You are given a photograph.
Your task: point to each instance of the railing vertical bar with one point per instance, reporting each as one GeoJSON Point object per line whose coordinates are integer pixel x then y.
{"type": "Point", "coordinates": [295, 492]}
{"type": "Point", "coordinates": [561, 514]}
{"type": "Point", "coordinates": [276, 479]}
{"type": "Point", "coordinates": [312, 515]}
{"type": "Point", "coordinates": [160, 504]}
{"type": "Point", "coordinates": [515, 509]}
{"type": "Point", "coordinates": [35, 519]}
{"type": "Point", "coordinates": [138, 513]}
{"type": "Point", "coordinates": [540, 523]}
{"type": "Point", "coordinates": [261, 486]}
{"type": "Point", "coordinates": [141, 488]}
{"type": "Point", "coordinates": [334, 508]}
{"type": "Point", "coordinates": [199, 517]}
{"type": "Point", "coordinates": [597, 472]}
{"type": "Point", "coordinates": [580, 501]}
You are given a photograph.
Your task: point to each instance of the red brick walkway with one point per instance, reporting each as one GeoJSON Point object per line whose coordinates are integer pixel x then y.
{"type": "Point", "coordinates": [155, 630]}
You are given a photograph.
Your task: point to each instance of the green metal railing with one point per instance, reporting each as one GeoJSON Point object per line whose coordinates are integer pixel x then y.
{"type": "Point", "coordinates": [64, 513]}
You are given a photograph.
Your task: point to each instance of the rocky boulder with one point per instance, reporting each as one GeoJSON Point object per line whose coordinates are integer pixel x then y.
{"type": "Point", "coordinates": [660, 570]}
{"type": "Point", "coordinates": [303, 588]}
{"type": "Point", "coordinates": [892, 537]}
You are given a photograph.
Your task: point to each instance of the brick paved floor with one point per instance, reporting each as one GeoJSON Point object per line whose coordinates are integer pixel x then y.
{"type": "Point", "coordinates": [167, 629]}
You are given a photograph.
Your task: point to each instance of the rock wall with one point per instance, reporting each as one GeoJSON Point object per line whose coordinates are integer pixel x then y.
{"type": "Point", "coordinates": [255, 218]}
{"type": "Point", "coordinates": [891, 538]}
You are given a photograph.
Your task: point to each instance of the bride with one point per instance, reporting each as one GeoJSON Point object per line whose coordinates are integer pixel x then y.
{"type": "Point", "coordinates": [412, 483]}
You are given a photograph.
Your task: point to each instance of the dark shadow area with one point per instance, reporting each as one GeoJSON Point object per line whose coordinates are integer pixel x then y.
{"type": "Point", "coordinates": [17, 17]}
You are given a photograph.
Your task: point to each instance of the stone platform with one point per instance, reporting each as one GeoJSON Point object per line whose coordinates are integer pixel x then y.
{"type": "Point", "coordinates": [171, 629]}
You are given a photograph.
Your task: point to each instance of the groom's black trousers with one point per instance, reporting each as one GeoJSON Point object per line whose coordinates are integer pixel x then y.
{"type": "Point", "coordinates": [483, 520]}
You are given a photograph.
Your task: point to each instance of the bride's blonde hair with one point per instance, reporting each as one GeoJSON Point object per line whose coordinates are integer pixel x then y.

### WHAT THIS TASK INVOLVES
Please repeat all of the entries above, substituting "whole-number pixel" for "integer pixel" and leaving everything else unchanged.

### RIGHT ANSWER
You are given a photograph.
Your task: point to each instance of the railing vertical bar with one point per instance, reporting each as one GeoJSON Point object per line whose coordinates are whole-number pixel x then y.
{"type": "Point", "coordinates": [295, 492]}
{"type": "Point", "coordinates": [561, 514]}
{"type": "Point", "coordinates": [276, 479]}
{"type": "Point", "coordinates": [312, 515]}
{"type": "Point", "coordinates": [160, 504]}
{"type": "Point", "coordinates": [515, 509]}
{"type": "Point", "coordinates": [35, 519]}
{"type": "Point", "coordinates": [138, 513]}
{"type": "Point", "coordinates": [540, 523]}
{"type": "Point", "coordinates": [261, 486]}
{"type": "Point", "coordinates": [141, 488]}
{"type": "Point", "coordinates": [334, 508]}
{"type": "Point", "coordinates": [199, 517]}
{"type": "Point", "coordinates": [597, 472]}
{"type": "Point", "coordinates": [580, 501]}
You are given a photograph.
Your task: point to each instance of the red brick walkway with one point per instance, reporting each as one GeoJSON Point object per line whose coordinates are whole-number pixel x then y.
{"type": "Point", "coordinates": [155, 630]}
You are given a photograph.
Your task: point to each instance of the green metal railing with one point per instance, reporting each as one GeoJSON Point object per line whose coordinates are whole-number pixel x then y.
{"type": "Point", "coordinates": [64, 513]}
You are given a photograph.
Your task: point to each instance of the rocky boulder with one point per instance, reporting each as one GeoJSON Point object per line whose coordinates are whole-number pixel x then y.
{"type": "Point", "coordinates": [660, 570]}
{"type": "Point", "coordinates": [303, 588]}
{"type": "Point", "coordinates": [892, 537]}
You are given a photograph.
Your task: point to each instance of the brick paved floor with one point per instance, reporting each as one GeoJSON Point object per line whose coordinates are whole-number pixel x then y.
{"type": "Point", "coordinates": [167, 629]}
You are given a photograph.
Your task: point to each instance of the rock wall with one point per instance, reporting each as one GeoJSON Point object per line whose coordinates are whole-number pixel x then y.
{"type": "Point", "coordinates": [255, 218]}
{"type": "Point", "coordinates": [891, 538]}
You are given a photograph.
Your task: point to each instance of the bride with one point per instance, reporting each as one GeoJSON Point object per line whose coordinates are whole-number pixel x then y.
{"type": "Point", "coordinates": [412, 483]}
You are given a photograph.
Your task: point to each instance of the dark shadow area with one point per instance, reporting each as one GeoJSON Point object per line whose coordinates are whole-number pixel x then y.
{"type": "Point", "coordinates": [17, 17]}
You are given a photograph.
Your task: point to each instance of the stone platform with one point per instance, reporting each as one GeoJSON Point object per line whose coordinates are whole-number pixel x then y.
{"type": "Point", "coordinates": [171, 629]}
You are given a photograph.
Your task: point to each instance of the groom's black trousers with one point per instance, reporting each as one GeoJSON Point object per line whose coordinates are whole-number pixel x then y.
{"type": "Point", "coordinates": [483, 520]}
You are given a photograph.
Your task: point to each instance of the bride's blonde hair with one point per instance, reporting each as one GeoJSON Point object per line whose coordinates are whole-number pixel x then y.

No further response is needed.